REQUEST:
Can you quote the listing below word for word, keeping every line unchanged?

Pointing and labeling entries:
┌────────
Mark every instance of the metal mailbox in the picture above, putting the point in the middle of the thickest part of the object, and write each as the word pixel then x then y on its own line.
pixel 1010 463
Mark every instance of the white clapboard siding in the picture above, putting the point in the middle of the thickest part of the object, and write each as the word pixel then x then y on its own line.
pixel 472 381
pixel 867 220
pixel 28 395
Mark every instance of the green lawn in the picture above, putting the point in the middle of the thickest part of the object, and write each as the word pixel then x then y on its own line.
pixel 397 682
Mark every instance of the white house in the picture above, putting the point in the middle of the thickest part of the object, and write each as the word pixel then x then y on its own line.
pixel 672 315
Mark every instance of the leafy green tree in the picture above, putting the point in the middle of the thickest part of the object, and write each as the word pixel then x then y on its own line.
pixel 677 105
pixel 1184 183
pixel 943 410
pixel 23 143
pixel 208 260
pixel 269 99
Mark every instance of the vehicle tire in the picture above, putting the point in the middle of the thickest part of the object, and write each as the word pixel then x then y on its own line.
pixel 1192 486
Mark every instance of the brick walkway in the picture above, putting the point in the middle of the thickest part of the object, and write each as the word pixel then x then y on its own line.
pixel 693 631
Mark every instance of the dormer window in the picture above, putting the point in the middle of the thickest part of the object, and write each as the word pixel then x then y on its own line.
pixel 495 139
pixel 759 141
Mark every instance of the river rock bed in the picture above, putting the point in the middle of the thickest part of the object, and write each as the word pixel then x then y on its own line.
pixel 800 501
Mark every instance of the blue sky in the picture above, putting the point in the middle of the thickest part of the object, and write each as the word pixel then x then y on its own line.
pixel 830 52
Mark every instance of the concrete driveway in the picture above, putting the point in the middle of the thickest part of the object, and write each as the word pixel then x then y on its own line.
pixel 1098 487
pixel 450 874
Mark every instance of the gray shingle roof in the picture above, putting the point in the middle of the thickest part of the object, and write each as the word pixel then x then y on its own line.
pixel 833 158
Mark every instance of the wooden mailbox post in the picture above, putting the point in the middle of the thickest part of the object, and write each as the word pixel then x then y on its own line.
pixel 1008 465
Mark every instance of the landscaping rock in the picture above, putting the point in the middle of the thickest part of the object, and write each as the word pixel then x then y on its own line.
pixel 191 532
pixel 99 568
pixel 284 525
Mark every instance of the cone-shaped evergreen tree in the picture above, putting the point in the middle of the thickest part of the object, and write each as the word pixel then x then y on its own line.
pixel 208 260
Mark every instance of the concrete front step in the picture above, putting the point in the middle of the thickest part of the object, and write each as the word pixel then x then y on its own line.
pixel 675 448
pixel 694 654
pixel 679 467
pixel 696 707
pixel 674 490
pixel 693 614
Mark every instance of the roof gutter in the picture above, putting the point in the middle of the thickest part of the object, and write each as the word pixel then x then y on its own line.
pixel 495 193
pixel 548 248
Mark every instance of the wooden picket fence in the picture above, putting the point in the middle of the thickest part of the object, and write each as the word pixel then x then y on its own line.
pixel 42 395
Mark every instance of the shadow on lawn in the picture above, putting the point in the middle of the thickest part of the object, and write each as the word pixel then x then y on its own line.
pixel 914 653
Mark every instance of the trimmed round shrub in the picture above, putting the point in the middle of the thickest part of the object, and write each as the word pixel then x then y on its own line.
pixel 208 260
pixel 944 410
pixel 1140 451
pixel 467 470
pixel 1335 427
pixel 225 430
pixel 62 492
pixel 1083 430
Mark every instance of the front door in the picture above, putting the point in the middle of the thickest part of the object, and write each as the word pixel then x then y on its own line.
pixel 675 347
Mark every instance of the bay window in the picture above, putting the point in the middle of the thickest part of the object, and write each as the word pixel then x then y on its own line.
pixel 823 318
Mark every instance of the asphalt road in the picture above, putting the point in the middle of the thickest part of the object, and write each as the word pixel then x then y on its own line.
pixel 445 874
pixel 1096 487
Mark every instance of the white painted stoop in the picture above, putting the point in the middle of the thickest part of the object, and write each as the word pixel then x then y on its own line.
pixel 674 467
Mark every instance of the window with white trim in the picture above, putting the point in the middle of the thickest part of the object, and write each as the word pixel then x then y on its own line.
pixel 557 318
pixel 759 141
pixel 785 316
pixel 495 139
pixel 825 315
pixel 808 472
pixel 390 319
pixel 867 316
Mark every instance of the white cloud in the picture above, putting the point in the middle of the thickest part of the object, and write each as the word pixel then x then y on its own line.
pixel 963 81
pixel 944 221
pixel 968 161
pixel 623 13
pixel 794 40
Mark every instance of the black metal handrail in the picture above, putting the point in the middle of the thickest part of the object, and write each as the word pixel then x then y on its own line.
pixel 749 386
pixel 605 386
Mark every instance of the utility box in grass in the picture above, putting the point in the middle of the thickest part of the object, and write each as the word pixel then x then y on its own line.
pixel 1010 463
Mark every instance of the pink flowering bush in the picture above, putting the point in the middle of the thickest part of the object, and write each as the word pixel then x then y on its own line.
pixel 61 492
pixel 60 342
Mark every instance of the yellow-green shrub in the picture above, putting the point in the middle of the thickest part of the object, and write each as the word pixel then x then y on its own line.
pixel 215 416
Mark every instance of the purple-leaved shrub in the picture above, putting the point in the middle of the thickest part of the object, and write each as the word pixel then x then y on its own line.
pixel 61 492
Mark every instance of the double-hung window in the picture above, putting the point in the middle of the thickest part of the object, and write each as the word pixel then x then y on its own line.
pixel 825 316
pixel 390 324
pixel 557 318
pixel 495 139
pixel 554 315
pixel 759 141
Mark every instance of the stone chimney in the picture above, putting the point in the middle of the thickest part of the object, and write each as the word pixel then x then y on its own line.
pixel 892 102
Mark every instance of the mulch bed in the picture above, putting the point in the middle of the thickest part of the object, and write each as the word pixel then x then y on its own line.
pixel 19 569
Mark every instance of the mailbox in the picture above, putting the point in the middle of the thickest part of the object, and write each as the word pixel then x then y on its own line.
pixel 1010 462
└────────
SOLUTION BELOW:
Mark every instance of the metal mailbox in the picture above, putting the point in the middle of the thickest part of the object, and write each as the word pixel then x then y on its own line.
pixel 1010 463
Mark every instance of the white clapboard siding in the picture above, putting the point in the middle of the thickest part of the object, and write each as the word pixel then x then y on its own line.
pixel 472 381
pixel 867 220
pixel 28 395
Mark every instance of the green lawn in the picture above, putting the point in the middle of the thickest part of the object, and write each as the word pixel then x then y on its own line.
pixel 397 682
Mark every instance of the white house in the picture above, putting the point in the middle of the thickest part of the object, and write each as the word pixel then x then y on its own line.
pixel 672 315
Mark every instance of the leafy green tree in the picture above, putting the point in the middle of the thickest part of the object, and write each as the word pixel then x then y on its own line.
pixel 677 105
pixel 1184 183
pixel 943 410
pixel 23 143
pixel 208 260
pixel 269 99
Mark every instance of the vehicle tire in the picture above, putting the point in the middle of the thickest part of the object, and write each as the word pixel then x then y on its own line.
pixel 1192 486
Mark every instance of the brick walkway in the picture above, putting the point in the middle of the thickest part of the object, and write each as the word pixel then x then y on its own line.
pixel 693 631
Mark every instance of the dormer window in the picture above, putting the point in the middle of the thickest part of the object, and write each as the word pixel then x then y on its own line.
pixel 495 139
pixel 759 141
Mark every instance of the river rock bed in the picture above, putting the point in the middle of the thickest part of the object, and write each as the word pixel then x then y on its own line.
pixel 800 501
Mark every instance of the blue sky in the picture above, putting the point in the middle of the thickest part of the object, and write each as the word pixel then x then y on its own line.
pixel 830 52
Mark every instance of the concrete driveway in the picture above, putting the point in the middle of the thickest part of the object, and write each as the word pixel then x then y on its own line.
pixel 1098 487
pixel 450 874
Mark every instance of the gray shingle roof in the picture above, putting the point in the middle of the thickest part of the object, and write each as the word pixel then x then y on its own line.
pixel 833 158
Mark every instance of the wooden mailbox post in the picture above, putting the point in the middle of the thickest part of the object, and write each as the word pixel then x then y on its own line.
pixel 1008 465
Mark every instance of the landscaping rock in the picture above, putting the point in the middle of the thickest part of the object, and write each as the word pixel then x then y on its own line.
pixel 191 532
pixel 99 568
pixel 284 525
Mark every instance of the cone-shaped evergreen tree in the picture above, putting the point in the middle of the thickest part of the object, and write each as the word pixel then x then y on its own line.
pixel 208 260
Mark every instance of the concrete front step in the picture above, putting the point in the middle of the thickest part of the object, and write each as the word pixel then x then y on its own line.
pixel 675 448
pixel 694 654
pixel 679 467
pixel 696 707
pixel 674 490
pixel 693 614
Mark every instance of the roof gutter in the picture above, putting the point in the middle of the thickest part of the object, and write each as the word pixel then x then y on its own line.
pixel 495 193
pixel 548 248
Mark every instance of the wooden picket fence in the picture above, putting the point in the middle of the thickest part of the object, and write each as the word pixel then x then y on its own line.
pixel 42 395
Mark every instance of the shadow on lawn in the picture above, putting the point in the middle of the thickest part of the object, and write each as the word pixel then x then y on its own line.
pixel 914 653
Mark every instance of the trimmed round shrub in the picture above, putting the point in the middle of the thickest part of the object, and write each as the word pixel then x then y on its own line.
pixel 208 260
pixel 944 410
pixel 1140 451
pixel 467 470
pixel 1335 427
pixel 225 430
pixel 62 492
pixel 1083 430
Mark every instance of the front door in the picture above, putting the point in the middle of the thickest part of the object, and write each as the word pixel then x then y on its own line.
pixel 675 347
Mark every instance of the bay window in the picture above, putting the point in the middle of the thickest part of the object, and write each as the word pixel then x then y on its own line.
pixel 823 318
Mark every instance of the asphalt road in the picture above, putting the point in the middle of the thickest part of the object, and write each as the word pixel then x then y on its own line.
pixel 445 874
pixel 1096 487
Mark every instance of the white painted stoop in the picture above, putting the point in the middle of the thickest part of the object, and write each as the word pixel then x then y on its own line.
pixel 674 467
Mark every instance of the window with white trim in the picture above, putting the point in the middle of the thickest part of the object, and write each as the word pixel then x then y on its own line.
pixel 557 318
pixel 759 141
pixel 785 316
pixel 495 139
pixel 825 315
pixel 808 472
pixel 390 319
pixel 867 316
Mark every instance of the white cloud in the picture above, putting the point in the middle of the thickest part of the object, and write each as the word pixel then x then y on its own line.
pixel 963 81
pixel 944 221
pixel 968 161
pixel 623 13
pixel 794 40
Mark every instance of the black metal handrail in the picture above, putting the point in the middle of the thickest part of the object, and write each as the word pixel then x then y on its own line.
pixel 749 386
pixel 605 386
Mark every instance of the utility box in grass in the picture above, putting the point in the middle of the thickest part of the object, and write each as the word pixel then x then y on its own line.
pixel 1010 463
Mark every instance of the pink flowering bush in the picture above, putting the point in the middle of the thickest part of the object, and write each as the word pixel then x then y on its own line.
pixel 61 492
pixel 60 342
Mark every instance of the yellow-green shrub in the picture above, putting the point in the middle of the thickest part of the object, and write each as the word pixel then x then y on its own line.
pixel 215 416
Mark every instance of the purple-leaved shrub in the picture above, putting the point in the middle of the thickest part of the object, and write each as the word pixel then x then y on its own line.
pixel 61 492
Mark every instance of the double-hung window in the picture above, putting the point in the middle of the thickest part of the object, and write each as the word pixel then x then y on its own line.
pixel 825 316
pixel 390 324
pixel 557 318
pixel 495 139
pixel 554 315
pixel 759 141
Mark every instance of the stone chimney in the picture above, putting the point in the middle of the thickest part of the object, and write each as the word pixel then x then y on its own line.
pixel 892 102
Mark every instance of the mulch bed in the picture above, putting the point in the middle of the thickest part of the object, and write each as the word pixel then x then y on its own line.
pixel 19 569
Mark every instance of the mailbox in the picture above, putting the point in the middle of the thickest part of the object, and write each as the word pixel then x then y on its own line.
pixel 1010 462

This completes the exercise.